**TAREA BREVE 1:** Por favor, indica el número de líneas de las entradas que contienen la palabra "stretcher", teniendo en cuenta mayúsculas y minúsculas. Responde solo con la cifra.

**FRAGMENTO DEL DOCUMENTO:**
....
En tu primera novela, La fatiga del vampiro, publicada por Bassarai, nos presentas un escenario inquietante y consigues un grado de angustia y desazón que acompañarán al lector hasta la última página. Aquí, aunque repites ese esquema, nos sorprendes con un final casi feliz. ¿No te tentó la posibilidad, seguramente más real, de dotar a la novela de un final dramático?
No sé si el hecho de que triunfara el delirante proyecto de Isabel hubiera dotado a la novela de un final más realista, y tampoco sé si el realismo me interesa demasiado. A mí me interesaba tan solo escribir una novela en la que hubiera un intenso conflicto de poder que provocase una búsqueda espiritual. Los personajes salen de esa búsqueda muy afectados, modificados espiritualmente. Diferentes. Por otro lado, no creo que el final sea tan feliz. De hecho, me parece que la novela se termina con la presentación del inicio de algo, de otra fase en la que los personajes, más curtidos, tendrán que trabajar más duro para seguir estando ilusionados con sus vidas.
Tampoco estoy seguro de que los inicios y los finales sean más importantes que cualquier otro punto de una narración. A veces la impresión que un lector saca de una novela, esa frase o imagen que se le quedará en la memoria, está en cualquier parte, en cualquier diálogo, en cualquier detalle en el que el autor trabajó menos que en la página final.
Como rebelde que eres, y con la frialdad con la que analizas las situaciones más extremas, ¿qué buscas cuando escribes: aleccionar, hacernos pensar, emocionarnos o simplemente contarnos una historia?
....
**TAREA BREVE 2:** Según la entrevista de arriba, di si cada afirmación es correcta (sí o no) y cita las palabras exactas que lo deciden: (a) La primera novela del entrevistado, La fatiga del vampiro, la publicó Bassarai. (b) El entrevistado afirma que el realismo le interesa mucho. (c) El entrevistado considera que los inicios y los finales importan más que cualquier otro punto de una narración.

**Entradas de datos sobre la ubicación de objetos:**
....
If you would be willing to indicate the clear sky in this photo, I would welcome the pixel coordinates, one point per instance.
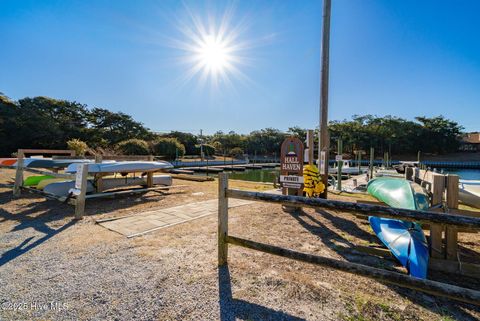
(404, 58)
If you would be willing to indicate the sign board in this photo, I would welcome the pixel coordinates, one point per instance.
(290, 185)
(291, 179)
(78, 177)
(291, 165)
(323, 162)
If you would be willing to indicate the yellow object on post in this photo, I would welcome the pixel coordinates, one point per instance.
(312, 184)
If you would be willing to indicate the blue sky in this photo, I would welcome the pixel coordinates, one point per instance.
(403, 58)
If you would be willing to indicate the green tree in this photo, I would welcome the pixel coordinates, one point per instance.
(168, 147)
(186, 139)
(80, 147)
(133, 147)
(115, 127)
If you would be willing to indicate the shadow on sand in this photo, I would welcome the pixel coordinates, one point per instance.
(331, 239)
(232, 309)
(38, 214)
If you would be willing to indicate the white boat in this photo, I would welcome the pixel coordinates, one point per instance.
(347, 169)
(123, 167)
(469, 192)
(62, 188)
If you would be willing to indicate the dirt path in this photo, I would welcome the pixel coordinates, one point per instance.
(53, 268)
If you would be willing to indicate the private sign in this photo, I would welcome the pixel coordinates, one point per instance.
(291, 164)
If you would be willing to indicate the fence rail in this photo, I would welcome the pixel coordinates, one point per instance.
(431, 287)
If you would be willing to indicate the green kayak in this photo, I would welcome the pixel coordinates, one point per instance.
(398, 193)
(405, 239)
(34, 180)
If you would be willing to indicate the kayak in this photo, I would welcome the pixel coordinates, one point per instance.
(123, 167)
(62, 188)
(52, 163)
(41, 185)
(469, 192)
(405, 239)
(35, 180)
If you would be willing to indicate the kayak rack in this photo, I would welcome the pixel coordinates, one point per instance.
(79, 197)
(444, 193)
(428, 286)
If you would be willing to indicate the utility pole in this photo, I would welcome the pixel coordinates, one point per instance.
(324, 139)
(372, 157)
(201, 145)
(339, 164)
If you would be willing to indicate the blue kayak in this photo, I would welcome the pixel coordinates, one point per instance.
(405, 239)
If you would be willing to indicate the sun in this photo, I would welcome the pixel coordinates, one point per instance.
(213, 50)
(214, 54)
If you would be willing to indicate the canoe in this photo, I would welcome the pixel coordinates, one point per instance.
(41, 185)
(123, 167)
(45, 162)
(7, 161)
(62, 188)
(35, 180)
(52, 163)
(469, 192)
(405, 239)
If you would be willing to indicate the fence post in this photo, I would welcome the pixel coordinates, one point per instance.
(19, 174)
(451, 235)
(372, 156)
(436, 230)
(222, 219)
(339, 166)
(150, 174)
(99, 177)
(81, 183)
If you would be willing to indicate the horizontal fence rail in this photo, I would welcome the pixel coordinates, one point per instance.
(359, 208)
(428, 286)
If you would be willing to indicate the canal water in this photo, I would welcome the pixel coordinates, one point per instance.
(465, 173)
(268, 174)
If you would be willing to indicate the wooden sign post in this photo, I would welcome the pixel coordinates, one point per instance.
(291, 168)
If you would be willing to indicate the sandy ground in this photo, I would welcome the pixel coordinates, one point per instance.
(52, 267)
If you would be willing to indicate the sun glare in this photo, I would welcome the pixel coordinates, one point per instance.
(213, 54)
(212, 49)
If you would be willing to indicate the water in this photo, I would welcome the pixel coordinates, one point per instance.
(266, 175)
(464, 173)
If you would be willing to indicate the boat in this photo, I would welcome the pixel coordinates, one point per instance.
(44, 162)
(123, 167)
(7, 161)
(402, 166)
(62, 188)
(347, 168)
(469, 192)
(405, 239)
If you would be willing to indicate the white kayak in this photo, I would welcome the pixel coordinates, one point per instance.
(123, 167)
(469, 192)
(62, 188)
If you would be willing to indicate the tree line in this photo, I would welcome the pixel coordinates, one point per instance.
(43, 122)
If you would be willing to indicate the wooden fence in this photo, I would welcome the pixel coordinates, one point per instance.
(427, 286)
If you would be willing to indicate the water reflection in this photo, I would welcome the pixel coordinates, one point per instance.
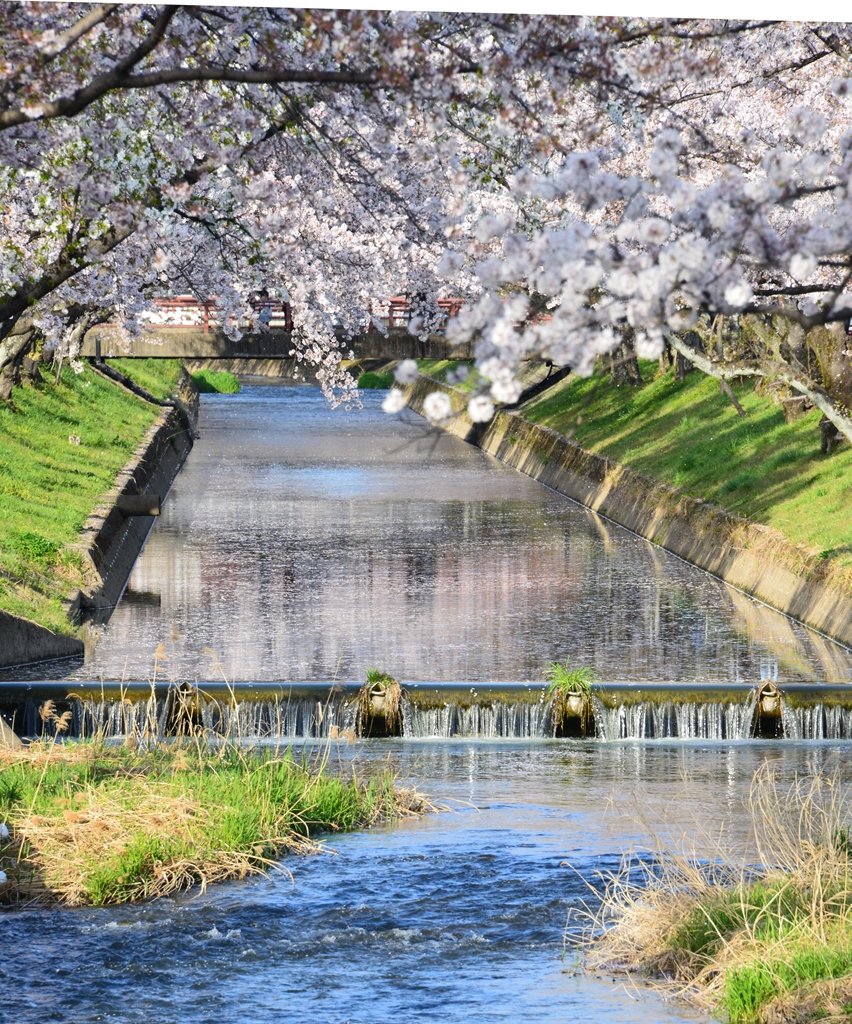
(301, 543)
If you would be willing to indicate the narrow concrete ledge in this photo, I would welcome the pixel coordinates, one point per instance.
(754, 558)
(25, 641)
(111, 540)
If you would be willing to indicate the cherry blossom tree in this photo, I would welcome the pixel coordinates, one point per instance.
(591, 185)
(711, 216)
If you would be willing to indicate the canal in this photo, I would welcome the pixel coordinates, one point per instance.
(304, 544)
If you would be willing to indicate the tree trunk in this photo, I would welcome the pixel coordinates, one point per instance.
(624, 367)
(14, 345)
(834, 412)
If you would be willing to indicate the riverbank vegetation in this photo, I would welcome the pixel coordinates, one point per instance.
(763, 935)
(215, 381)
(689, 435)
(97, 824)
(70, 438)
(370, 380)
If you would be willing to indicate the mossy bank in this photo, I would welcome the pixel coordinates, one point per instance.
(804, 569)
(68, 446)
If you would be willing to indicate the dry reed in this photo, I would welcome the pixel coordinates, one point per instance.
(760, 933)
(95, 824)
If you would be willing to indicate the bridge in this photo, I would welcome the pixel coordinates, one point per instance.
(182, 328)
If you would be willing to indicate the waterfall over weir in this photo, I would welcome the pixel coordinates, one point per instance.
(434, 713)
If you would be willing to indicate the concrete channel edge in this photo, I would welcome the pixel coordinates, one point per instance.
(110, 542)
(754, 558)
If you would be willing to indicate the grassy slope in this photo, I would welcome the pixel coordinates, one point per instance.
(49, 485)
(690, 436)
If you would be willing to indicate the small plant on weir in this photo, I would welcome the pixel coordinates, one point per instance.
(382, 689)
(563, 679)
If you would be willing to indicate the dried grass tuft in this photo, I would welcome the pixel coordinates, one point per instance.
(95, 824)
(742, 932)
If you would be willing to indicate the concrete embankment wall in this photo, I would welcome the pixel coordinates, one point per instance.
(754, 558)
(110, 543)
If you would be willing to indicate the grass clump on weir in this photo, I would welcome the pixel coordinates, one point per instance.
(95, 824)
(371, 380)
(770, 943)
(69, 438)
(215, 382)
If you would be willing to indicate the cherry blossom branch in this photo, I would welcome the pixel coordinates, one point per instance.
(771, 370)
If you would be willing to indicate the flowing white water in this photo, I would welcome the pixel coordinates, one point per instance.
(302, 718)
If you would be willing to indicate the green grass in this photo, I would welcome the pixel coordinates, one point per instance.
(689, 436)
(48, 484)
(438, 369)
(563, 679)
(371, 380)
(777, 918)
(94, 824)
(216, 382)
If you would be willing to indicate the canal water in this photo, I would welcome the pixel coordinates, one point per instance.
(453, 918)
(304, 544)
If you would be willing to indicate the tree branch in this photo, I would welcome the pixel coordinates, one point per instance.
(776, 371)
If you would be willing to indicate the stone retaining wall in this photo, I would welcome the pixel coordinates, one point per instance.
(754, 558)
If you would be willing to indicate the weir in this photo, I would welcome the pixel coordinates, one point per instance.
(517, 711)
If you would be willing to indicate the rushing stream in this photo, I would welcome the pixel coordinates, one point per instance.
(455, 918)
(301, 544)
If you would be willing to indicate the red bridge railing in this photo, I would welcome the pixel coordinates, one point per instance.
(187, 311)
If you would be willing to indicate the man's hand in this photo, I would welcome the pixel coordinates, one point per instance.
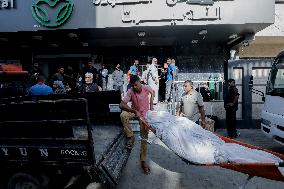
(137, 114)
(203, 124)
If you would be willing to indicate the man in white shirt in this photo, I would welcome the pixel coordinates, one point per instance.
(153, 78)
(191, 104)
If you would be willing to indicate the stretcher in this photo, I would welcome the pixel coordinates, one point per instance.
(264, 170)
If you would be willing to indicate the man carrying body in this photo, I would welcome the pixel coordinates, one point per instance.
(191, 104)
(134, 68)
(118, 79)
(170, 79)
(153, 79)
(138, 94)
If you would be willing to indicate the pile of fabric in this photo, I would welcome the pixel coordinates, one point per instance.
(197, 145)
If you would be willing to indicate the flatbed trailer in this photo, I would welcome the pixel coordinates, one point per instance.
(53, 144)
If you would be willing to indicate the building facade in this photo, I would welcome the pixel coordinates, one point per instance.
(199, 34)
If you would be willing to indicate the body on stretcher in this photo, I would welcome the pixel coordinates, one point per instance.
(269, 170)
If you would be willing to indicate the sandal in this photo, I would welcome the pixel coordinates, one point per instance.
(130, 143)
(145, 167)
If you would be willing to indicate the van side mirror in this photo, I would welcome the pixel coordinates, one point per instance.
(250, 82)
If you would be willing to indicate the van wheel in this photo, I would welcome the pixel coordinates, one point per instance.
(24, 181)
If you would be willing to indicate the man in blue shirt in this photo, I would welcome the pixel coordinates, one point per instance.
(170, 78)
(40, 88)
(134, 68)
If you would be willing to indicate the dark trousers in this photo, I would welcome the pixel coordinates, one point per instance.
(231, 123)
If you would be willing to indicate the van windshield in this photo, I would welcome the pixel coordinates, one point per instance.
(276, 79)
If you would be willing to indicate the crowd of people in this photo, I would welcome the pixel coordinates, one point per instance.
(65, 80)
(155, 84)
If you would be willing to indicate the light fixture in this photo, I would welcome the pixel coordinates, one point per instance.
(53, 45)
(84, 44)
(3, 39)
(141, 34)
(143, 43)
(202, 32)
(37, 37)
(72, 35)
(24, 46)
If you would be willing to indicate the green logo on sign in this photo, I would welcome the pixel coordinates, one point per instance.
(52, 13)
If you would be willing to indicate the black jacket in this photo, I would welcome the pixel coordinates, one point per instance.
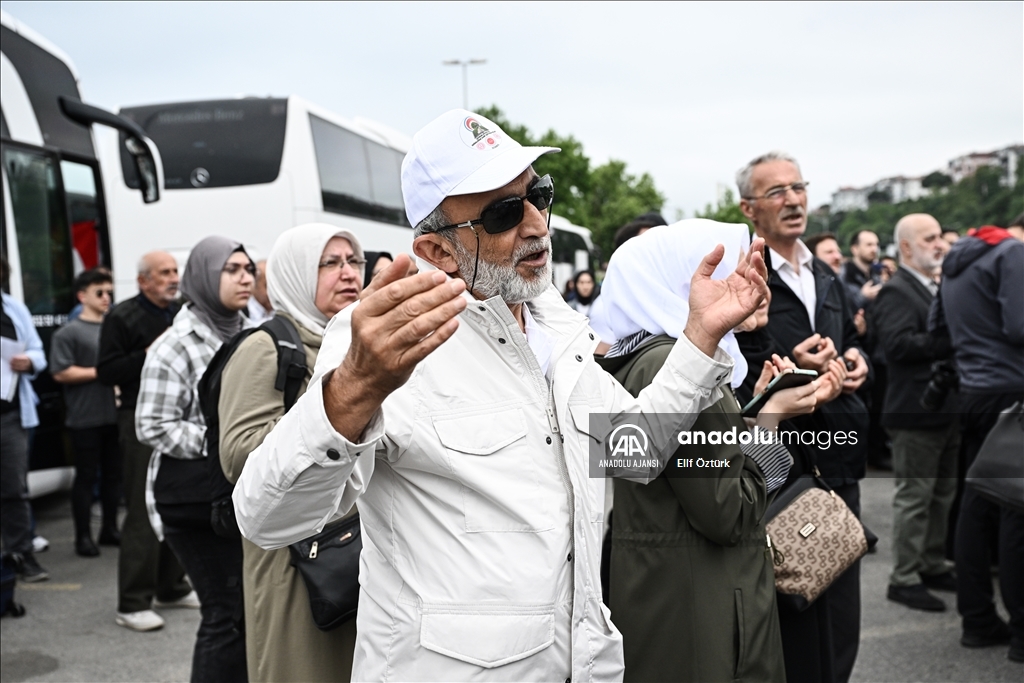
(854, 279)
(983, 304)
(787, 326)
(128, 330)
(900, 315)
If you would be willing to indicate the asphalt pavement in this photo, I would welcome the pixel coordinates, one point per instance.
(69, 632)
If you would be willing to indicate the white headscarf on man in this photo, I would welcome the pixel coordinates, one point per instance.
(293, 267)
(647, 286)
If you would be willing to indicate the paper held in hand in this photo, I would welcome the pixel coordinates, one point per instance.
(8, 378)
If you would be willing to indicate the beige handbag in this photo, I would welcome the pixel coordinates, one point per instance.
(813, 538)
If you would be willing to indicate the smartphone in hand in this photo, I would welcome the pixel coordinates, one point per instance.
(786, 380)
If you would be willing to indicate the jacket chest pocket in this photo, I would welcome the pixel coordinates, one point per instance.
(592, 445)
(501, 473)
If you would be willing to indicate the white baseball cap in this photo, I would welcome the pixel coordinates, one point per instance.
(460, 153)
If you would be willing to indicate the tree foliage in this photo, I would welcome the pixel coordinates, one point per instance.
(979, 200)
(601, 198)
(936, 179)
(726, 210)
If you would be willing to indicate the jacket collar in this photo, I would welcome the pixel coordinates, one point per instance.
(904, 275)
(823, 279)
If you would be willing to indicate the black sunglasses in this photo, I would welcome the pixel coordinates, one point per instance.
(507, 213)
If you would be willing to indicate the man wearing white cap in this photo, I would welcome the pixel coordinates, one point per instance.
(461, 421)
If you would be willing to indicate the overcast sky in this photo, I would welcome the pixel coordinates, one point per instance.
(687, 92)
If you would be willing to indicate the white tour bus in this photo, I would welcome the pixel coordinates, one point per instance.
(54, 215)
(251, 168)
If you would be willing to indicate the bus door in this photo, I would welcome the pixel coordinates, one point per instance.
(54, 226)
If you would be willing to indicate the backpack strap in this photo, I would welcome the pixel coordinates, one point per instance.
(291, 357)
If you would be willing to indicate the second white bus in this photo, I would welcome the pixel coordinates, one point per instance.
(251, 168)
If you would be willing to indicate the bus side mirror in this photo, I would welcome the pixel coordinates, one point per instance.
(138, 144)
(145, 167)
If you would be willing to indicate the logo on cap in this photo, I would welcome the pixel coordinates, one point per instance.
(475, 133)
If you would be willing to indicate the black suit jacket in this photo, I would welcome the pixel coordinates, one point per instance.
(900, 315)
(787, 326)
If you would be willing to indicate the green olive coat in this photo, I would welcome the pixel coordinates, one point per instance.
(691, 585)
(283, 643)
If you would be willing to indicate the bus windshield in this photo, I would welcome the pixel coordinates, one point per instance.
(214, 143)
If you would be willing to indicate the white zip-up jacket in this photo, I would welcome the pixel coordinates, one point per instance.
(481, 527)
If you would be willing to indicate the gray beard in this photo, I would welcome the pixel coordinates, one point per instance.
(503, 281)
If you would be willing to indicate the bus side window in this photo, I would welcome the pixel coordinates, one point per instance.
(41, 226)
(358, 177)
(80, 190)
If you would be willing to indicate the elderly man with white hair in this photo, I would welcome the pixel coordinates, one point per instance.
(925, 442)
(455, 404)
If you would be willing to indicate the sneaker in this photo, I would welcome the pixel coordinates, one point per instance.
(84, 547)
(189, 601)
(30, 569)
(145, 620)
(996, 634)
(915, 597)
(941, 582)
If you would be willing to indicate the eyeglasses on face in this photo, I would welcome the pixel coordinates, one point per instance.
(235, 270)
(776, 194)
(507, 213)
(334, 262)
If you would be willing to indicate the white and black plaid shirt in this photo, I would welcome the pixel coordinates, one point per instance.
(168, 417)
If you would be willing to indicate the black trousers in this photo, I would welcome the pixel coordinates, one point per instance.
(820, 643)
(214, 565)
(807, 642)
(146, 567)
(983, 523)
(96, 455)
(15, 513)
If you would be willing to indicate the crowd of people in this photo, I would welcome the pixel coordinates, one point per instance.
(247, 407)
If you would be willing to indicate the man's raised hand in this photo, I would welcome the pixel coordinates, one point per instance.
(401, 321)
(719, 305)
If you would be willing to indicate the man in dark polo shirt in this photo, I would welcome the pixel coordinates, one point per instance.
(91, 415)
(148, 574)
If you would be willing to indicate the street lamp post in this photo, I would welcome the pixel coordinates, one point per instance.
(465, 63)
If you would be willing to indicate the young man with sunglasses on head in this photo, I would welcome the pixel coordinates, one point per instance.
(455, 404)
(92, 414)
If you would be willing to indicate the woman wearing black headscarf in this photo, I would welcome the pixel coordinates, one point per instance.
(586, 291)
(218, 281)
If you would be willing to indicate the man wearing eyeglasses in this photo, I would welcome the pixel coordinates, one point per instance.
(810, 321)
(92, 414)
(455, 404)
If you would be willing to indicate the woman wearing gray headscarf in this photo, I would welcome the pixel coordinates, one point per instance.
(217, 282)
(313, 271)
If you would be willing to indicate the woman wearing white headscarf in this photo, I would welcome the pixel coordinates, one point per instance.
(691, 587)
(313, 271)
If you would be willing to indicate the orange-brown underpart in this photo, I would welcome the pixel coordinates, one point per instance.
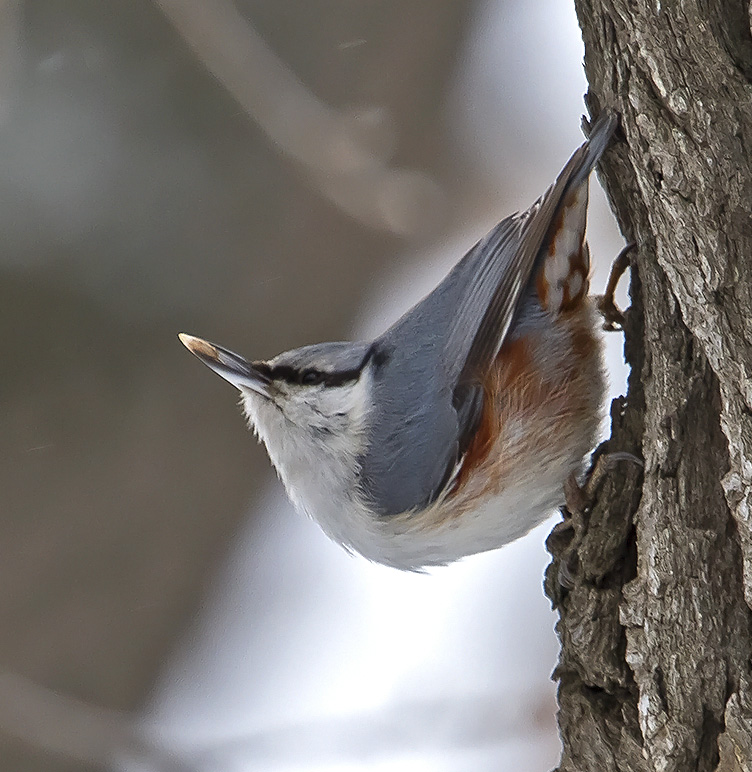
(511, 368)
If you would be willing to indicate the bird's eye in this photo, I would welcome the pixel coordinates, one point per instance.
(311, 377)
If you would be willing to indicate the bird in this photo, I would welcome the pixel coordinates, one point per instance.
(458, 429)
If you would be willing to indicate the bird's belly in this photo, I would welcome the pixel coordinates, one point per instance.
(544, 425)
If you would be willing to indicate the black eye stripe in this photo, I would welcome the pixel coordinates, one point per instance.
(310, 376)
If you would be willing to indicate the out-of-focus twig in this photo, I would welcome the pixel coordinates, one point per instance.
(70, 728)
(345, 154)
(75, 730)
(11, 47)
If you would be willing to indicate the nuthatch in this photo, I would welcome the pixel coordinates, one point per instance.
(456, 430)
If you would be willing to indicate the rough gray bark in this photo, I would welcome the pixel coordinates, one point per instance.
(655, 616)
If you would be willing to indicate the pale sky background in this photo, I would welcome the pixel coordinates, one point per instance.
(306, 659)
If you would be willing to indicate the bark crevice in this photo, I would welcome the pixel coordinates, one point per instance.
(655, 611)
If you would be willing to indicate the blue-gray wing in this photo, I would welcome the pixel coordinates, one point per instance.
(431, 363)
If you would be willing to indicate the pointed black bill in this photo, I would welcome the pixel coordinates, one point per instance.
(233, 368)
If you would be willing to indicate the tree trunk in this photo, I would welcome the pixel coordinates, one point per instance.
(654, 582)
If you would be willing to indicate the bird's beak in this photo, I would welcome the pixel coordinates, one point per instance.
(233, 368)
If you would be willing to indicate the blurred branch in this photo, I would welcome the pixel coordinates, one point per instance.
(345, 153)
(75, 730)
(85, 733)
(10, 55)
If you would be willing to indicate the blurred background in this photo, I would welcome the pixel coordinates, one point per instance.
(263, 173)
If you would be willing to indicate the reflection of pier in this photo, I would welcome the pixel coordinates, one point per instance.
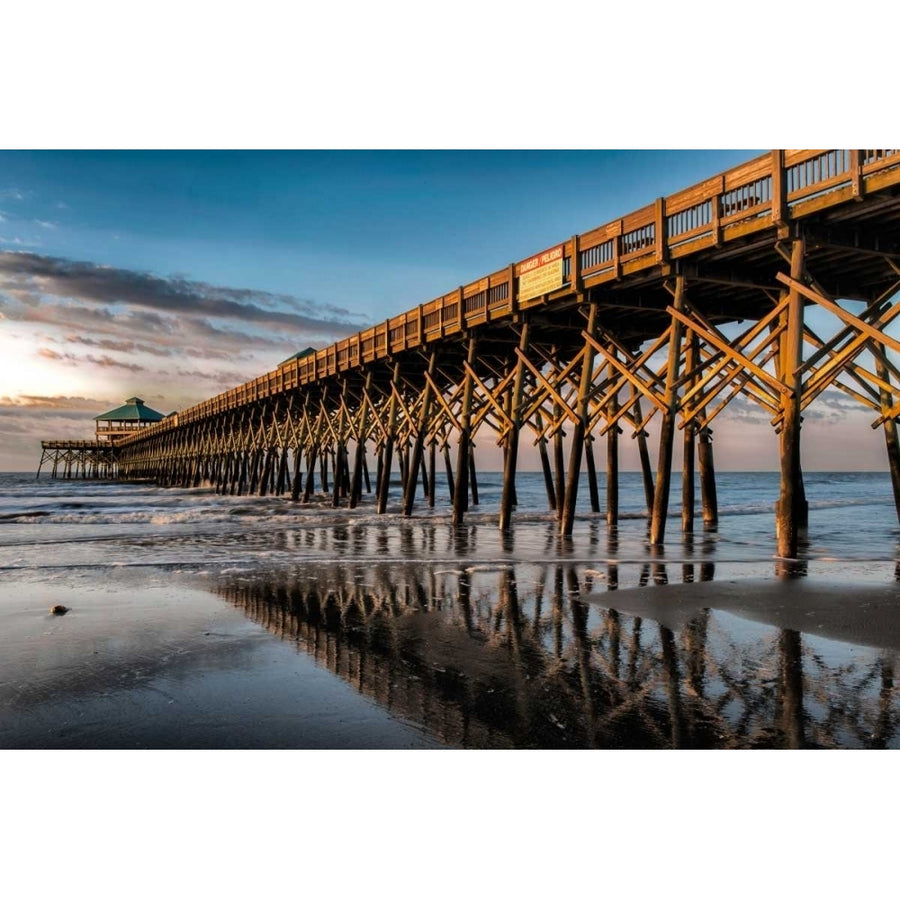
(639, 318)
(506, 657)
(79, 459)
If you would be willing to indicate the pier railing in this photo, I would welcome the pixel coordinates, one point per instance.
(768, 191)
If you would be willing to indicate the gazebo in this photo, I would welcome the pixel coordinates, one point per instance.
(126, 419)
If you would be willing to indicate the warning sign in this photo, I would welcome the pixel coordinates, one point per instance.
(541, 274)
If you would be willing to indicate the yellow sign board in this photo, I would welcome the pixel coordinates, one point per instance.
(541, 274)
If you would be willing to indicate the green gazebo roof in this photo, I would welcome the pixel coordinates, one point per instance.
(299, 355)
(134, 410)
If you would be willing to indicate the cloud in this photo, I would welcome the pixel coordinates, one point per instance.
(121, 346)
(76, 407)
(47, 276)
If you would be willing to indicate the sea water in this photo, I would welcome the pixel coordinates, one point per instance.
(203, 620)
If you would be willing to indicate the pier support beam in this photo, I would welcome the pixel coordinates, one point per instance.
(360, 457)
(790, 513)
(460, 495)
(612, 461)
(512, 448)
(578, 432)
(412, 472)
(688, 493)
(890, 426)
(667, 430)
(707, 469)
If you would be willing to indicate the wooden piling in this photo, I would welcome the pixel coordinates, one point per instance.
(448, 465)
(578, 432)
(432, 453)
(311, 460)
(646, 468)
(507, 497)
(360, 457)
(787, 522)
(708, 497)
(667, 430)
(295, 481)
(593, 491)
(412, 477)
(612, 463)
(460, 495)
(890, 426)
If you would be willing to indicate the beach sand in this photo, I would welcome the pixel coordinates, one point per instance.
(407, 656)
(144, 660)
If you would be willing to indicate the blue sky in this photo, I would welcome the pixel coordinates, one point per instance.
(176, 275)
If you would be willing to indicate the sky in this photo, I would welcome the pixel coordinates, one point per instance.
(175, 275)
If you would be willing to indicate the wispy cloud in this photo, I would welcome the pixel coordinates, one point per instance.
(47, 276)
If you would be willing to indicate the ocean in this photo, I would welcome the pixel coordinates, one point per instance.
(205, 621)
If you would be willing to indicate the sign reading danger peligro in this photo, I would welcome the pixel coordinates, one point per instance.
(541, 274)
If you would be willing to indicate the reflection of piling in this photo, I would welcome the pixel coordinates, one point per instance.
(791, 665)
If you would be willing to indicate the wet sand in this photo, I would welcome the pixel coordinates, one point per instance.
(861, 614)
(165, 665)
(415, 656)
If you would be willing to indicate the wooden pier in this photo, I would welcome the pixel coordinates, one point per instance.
....
**RESPUESTA COMPLETA 1:** 2

**RESPUESTA COMPLETA 2:**
(a) Sí: «En tu primera novela, La fatiga del vampiro, publicada por Bassarai».
(b) No: «tampoco sé si el realismo me interesa demasiado».
(c) No: «Tampoco estoy seguro de que los inicios y los finales sean más importantes que cualquier otro punto de una narración».